# TRY IT
Images stay out; everything else in the records is to be set down exactly.
================================
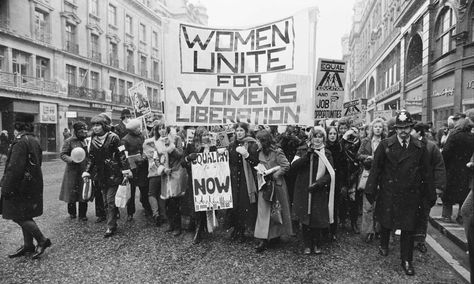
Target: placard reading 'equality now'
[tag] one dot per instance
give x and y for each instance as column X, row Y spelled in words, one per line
column 259, row 74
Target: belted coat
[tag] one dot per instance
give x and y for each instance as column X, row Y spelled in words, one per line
column 401, row 179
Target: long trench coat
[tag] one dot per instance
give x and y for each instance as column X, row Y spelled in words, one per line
column 23, row 200
column 319, row 217
column 404, row 178
column 71, row 186
column 264, row 227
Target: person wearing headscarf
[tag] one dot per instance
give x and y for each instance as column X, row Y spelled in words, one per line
column 71, row 186
column 169, row 149
column 201, row 144
column 271, row 158
column 22, row 189
column 133, row 142
column 243, row 181
column 313, row 201
column 107, row 166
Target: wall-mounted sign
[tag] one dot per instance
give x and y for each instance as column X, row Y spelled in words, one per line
column 395, row 88
column 48, row 113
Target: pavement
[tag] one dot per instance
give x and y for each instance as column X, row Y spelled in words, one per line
column 452, row 230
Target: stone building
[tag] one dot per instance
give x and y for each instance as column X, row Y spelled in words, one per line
column 65, row 60
column 415, row 54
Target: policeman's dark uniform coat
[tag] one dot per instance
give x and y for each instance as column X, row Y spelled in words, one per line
column 22, row 201
column 401, row 180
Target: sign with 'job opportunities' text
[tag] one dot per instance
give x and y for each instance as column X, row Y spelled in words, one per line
column 258, row 75
column 211, row 181
column 329, row 95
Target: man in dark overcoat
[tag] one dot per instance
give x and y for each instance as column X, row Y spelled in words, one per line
column 400, row 180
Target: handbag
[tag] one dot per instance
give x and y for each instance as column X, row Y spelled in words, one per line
column 87, row 190
column 268, row 191
column 364, row 176
column 275, row 215
column 123, row 194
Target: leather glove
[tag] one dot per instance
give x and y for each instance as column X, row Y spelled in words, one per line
column 370, row 198
column 242, row 151
column 191, row 157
================================
# RESULT BELOW
Target: placard reading 'equality now'
[tag] one dot per instance
give x and y for each instance as column X, row Y spelled in words, one per line
column 259, row 74
Target: belted coat
[tag] one dot per instance
give x and y for each instance as column X, row Y spelled in words, one per line
column 401, row 179
Target: long trench coat
[tag] one dot per instance
give x and y for each instance as column X, row Y spelled in words, one per line
column 23, row 200
column 319, row 217
column 404, row 178
column 71, row 186
column 264, row 227
Target: person wearing headscarf
[tag] one dot per instance
give x and y for each instance as column X, row Y spelled in words, one per line
column 71, row 186
column 169, row 149
column 201, row 144
column 271, row 158
column 22, row 189
column 133, row 142
column 243, row 181
column 313, row 201
column 107, row 166
Target: wall-mounted sign
[tag] one dot per instance
give x and y for each instance as column X, row Y spelled in words, one per line
column 395, row 88
column 48, row 113
Target: pavement
[tag] one dot per instance
give x and y for each instance as column X, row Y spelled in words, one per line
column 452, row 230
Target: stone building
[tag] one dot per instance
give x and y for each instance as column X, row Y spelled in words, one per line
column 65, row 60
column 415, row 54
Target: policeman's dark uniform coat
[tag] one dot per instance
give x and y for each instance as column X, row Y spelled in words, one per line
column 22, row 201
column 401, row 180
Target: sign with 'job opportunities' text
[tag] one dot per instance
give x and y for each instance as column X, row Y spelled in words, one per line
column 258, row 75
column 211, row 181
column 329, row 95
Target: man in dark overcoat
[tag] one dot per instance
give x and y for each instance as column X, row Y spelled in words, one per line
column 400, row 180
Target: handbag
[tag] one dot per instance
give x and y for each instance as column X, row Y spelled in words, one per line
column 87, row 190
column 268, row 191
column 364, row 176
column 275, row 215
column 123, row 194
Target: leather glove
[tag] one dot per instance
give x and y for each instance as column X, row Y spelled in words, one per line
column 370, row 198
column 242, row 151
column 191, row 157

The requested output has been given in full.